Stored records
-------------------------
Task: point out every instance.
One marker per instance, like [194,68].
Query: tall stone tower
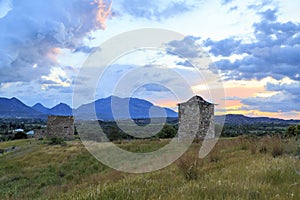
[206,119]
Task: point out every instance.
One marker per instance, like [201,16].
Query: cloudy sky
[254,46]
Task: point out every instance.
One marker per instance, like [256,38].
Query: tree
[167,131]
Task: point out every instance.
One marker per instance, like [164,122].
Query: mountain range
[138,109]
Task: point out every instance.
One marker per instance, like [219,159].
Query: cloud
[225,2]
[155,9]
[155,88]
[224,47]
[186,48]
[32,33]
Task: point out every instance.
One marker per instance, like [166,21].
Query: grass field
[237,168]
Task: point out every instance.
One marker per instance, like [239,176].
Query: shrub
[277,147]
[214,156]
[253,149]
[263,149]
[57,141]
[189,165]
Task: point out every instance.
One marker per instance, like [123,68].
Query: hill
[113,108]
[14,108]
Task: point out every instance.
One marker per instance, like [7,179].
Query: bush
[167,131]
[189,165]
[57,141]
[253,148]
[277,147]
[263,149]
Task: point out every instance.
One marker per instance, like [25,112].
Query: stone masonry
[205,125]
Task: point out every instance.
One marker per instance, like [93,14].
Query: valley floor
[237,168]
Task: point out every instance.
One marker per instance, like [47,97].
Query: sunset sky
[254,44]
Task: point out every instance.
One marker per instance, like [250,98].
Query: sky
[253,45]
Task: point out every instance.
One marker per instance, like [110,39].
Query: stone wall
[61,127]
[187,119]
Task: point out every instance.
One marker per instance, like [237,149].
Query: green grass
[37,170]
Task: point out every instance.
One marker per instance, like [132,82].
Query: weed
[57,141]
[189,165]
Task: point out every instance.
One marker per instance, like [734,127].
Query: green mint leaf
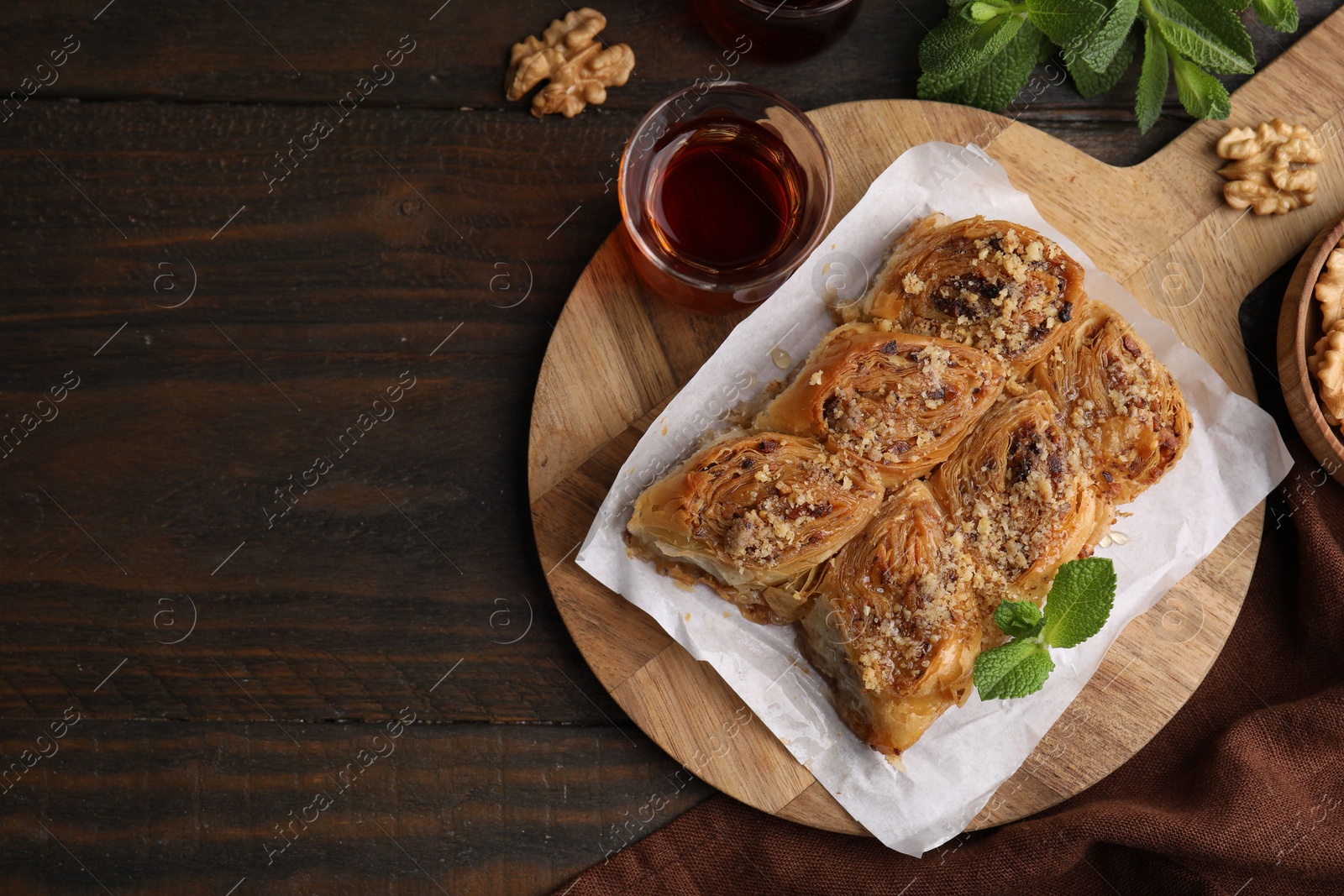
[1152,80]
[1202,94]
[1105,42]
[1206,33]
[1090,82]
[1280,15]
[1018,618]
[958,46]
[998,82]
[1066,22]
[1014,669]
[1079,600]
[981,11]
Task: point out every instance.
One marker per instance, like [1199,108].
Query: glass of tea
[786,31]
[725,190]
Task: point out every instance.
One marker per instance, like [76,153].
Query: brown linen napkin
[1242,793]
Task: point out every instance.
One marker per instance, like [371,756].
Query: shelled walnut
[1261,175]
[1327,359]
[577,65]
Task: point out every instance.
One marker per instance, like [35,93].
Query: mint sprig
[981,54]
[1077,607]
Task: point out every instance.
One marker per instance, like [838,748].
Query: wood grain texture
[1129,221]
[195,808]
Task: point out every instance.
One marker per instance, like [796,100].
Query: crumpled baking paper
[1234,459]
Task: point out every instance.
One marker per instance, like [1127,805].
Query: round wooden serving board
[1159,228]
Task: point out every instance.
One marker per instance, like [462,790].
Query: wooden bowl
[1300,325]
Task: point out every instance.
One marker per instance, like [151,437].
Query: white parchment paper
[1234,459]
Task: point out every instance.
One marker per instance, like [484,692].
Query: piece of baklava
[995,285]
[897,403]
[754,516]
[894,626]
[1021,500]
[1122,401]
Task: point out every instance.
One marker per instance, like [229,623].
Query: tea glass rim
[777,8]
[625,188]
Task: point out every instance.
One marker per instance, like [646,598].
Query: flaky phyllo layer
[968,430]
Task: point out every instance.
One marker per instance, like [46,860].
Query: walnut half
[1261,175]
[569,54]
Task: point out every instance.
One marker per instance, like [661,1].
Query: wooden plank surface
[344,275]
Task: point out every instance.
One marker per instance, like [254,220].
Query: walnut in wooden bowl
[1303,352]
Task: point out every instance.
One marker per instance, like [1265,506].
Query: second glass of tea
[725,190]
[777,29]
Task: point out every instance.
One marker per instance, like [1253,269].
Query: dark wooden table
[208,636]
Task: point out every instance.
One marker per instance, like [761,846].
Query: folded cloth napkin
[1242,793]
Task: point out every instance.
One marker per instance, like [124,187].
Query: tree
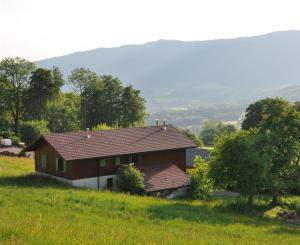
-------------------------
How many lines in the material above contain the string "glass"? Case counts. Reply with the number alone.

Answer to the exercise
3